[Extracted material]:
———

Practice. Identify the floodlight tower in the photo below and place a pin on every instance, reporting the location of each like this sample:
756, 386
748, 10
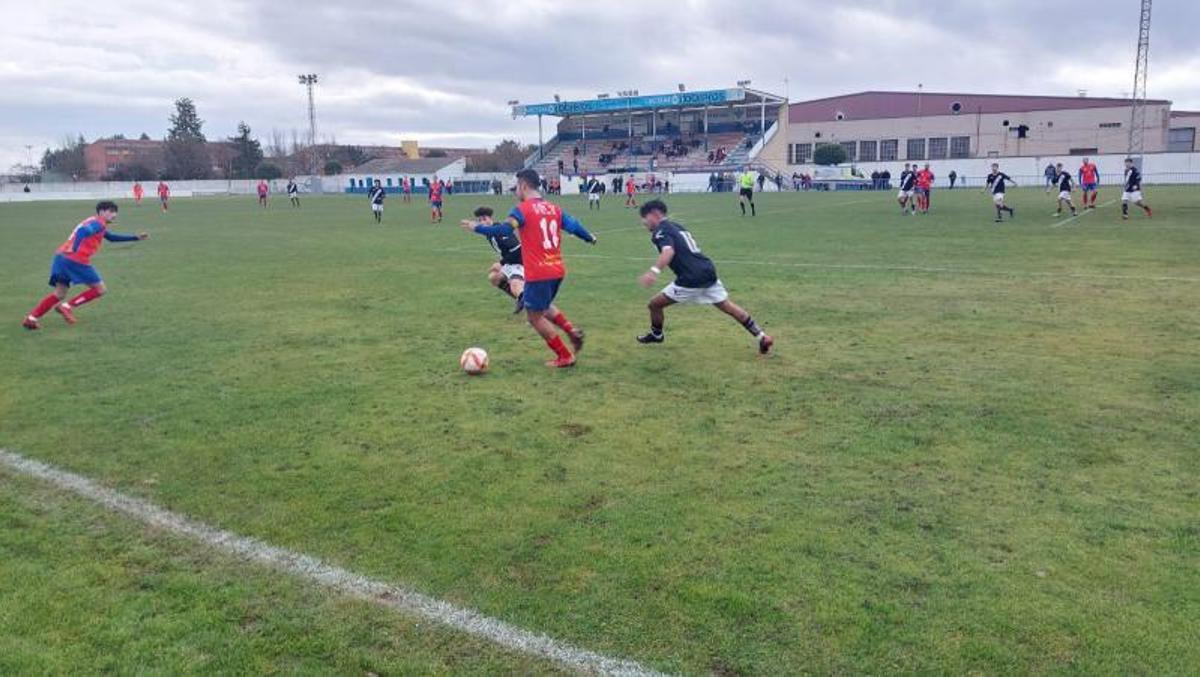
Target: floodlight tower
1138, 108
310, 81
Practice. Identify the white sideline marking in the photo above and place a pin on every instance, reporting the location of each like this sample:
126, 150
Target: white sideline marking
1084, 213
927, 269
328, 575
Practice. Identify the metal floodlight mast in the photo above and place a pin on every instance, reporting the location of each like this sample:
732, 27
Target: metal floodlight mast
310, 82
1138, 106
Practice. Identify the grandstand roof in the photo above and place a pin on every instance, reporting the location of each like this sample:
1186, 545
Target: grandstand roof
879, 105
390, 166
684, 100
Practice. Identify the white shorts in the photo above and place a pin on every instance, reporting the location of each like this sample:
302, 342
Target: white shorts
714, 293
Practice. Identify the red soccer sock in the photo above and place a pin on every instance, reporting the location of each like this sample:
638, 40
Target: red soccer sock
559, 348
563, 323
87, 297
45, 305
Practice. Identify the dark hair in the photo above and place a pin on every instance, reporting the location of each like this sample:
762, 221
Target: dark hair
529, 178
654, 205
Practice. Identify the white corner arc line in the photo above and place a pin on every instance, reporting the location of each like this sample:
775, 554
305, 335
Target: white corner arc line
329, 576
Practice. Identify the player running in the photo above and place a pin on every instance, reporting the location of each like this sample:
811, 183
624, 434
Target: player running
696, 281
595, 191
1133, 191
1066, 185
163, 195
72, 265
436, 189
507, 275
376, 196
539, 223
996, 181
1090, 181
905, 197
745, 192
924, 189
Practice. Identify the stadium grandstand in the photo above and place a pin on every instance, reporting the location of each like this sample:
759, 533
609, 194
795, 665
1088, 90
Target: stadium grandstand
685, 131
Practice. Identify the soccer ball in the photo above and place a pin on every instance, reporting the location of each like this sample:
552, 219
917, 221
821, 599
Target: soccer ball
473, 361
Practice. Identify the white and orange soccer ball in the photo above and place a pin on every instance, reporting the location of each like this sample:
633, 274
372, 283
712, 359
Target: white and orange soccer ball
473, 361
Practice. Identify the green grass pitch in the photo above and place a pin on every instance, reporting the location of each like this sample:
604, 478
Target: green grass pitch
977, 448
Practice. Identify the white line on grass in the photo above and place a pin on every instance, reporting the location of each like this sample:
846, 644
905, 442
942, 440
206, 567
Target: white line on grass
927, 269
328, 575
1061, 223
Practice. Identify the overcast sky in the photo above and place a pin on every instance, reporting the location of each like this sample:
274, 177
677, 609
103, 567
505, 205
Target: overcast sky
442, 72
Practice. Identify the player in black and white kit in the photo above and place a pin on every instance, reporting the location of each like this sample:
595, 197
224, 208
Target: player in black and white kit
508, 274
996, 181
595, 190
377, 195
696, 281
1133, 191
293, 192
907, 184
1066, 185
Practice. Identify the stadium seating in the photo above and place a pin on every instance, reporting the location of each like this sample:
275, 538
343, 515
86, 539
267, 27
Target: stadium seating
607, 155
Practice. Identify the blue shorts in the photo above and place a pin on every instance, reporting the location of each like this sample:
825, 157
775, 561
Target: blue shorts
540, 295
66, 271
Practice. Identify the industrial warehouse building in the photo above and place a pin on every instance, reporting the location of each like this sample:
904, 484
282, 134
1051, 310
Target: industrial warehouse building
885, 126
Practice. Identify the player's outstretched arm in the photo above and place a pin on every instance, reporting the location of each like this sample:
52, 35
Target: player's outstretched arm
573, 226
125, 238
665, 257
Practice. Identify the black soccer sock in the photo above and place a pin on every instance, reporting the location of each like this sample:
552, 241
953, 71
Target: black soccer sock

———

[Stated problem]:
Lay out every line of the records above as a numbered list, skipping any blank lines. Leave the pictures out.

[Response below]:
1. Practice. Identify the floodlight tower in the photo below and place a pin on every instance, reporting the location of each like this sample:
2. 756, 386
3. 748, 10
4. Target: floodlight tower
5. 1138, 108
6. 310, 81
7. Practice. Identify the white sideline marking in the photo above and place a pin on every instance, reporting the location of each like this sample:
8. 126, 150
9. Target: white sideline marking
10. 1084, 213
11. 927, 269
12. 328, 575
13. Practice. Identify the metal floodlight mast in the photo above and place a pin on every instance, reporting the location of each like this sample:
14. 732, 27
15. Target: metal floodlight mast
16. 310, 82
17. 1138, 106
18. Practice. Identify the grandstand roof in the photo above and place a pin on every instance, reporting the location of each like this sample:
19. 1186, 545
20. Target: grandstand roof
21. 879, 105
22. 390, 166
23. 684, 100
24. Practice. Identify the white shorts in the photo above and place a pin on every instance, reporting the location of each like this sample:
25. 302, 342
26. Target: white shorts
27. 714, 293
28. Practice. Identify the red soccer sock in the photo above and place a pin on every instance, reporting the location of each like this sample:
29. 638, 40
30. Target: red soccer sock
31. 559, 348
32. 563, 323
33. 87, 297
34. 45, 305
35. Practice. Identify the dark hair in the photo above and place a pin on every instance, reporting the location of each like this sample:
36. 762, 221
37. Target: dark hair
38. 529, 178
39. 654, 205
40. Practice. Identify the white corner arc line in the photo above and place a pin on every instance, reporting the location of each like this sample:
41. 775, 554
42. 305, 335
43. Target: white corner arc line
44. 329, 576
45. Practice. Identify the player running in the photo above and place a pin on every instance, reporting the location of each like this sample:
46. 811, 183
47. 624, 434
48. Target: player running
49. 696, 281
50. 595, 191
51. 1133, 191
52. 1066, 185
53. 163, 195
54. 72, 265
55. 436, 189
56. 507, 275
57. 376, 196
58. 539, 223
59. 996, 181
60. 1090, 181
61. 905, 197
62. 745, 192
63. 924, 189
64. Practice. Identify the stadium grandstand in the photo above and place a pin on every instance, reporting the location of each like this sample:
65. 759, 533
66. 609, 194
67. 795, 665
68. 1088, 90
69. Target: stadium grandstand
70. 685, 131
71. Practice. Identify the soccer ball in the photo above and place a pin on every instance, reporting the location of each like this sample:
72. 552, 219
73. 917, 221
74. 821, 599
75. Target: soccer ball
76. 473, 361
77. Practice. Identify the white and orange soccer ball in the photo above and place a pin on every instance, reporting the location of each like this sample:
78. 633, 274
79. 372, 283
80. 712, 359
81. Target: white and orange soccer ball
82. 473, 361
83. Practice. Identify the green grass pitch in the photo above and place a pin on every instance, reporting the location of each like this sample:
84. 604, 478
85. Target: green grass pitch
86. 977, 448
87. Practice. Identify the white line on grass in the photo above and place a pin on every instance, reporting the location of each like this sample:
88. 846, 644
89. 905, 442
90. 942, 440
91. 206, 567
92. Target: white line on grass
93. 927, 269
94. 328, 575
95. 1061, 223
96. Practice. Identify the overcast sky in the photo above and place a pin on every instance, reporting the location of each like this sample:
97. 274, 177
98. 677, 609
99. 103, 567
100. 505, 205
101. Target: overcast sky
102. 442, 72
103. Practice. Identify the player in black and white kit in the photo above and place a pin on every instance, reporting the location of each like this sample:
104. 595, 197
105. 224, 208
106. Target: player in black and white kit
107. 508, 274
108. 996, 181
109. 595, 190
110. 377, 195
111. 696, 281
112. 1133, 191
113. 293, 192
114. 907, 184
115. 1066, 185
116. Practice. Identify the stadium seating in the photo above and place a pin on every instance, reporting the location of each like this sample:
117. 275, 538
118. 343, 515
119. 86, 539
120. 267, 27
121. Target: stadium seating
122. 607, 155
123. Practice. Identify the blue shorts in the photo above and place a pin on every instance, reporting the location of each like this sample:
124. 825, 157
125. 775, 561
126. Target: blue shorts
127. 540, 295
128. 66, 271
129. Practice. Identify the industrial warehouse building in the photo above and place a pin on every instance, reporting the location of each like this sample:
130. 904, 484
131. 282, 134
132. 1051, 310
133. Target: industrial warehouse building
134. 885, 126
135. Practice. Identify the player's outstretched arm in the photo above and place a pin on every instance, reporting the location of each like this sample:
136. 52, 35
137. Target: player's outstretched arm
138. 573, 226
139. 125, 238
140. 665, 257
141. Practice. Identify the black soccer sock in the photo above and place a pin on every instance, reporting the location of each like this sample:
142. 552, 241
143. 953, 71
144. Target: black soccer sock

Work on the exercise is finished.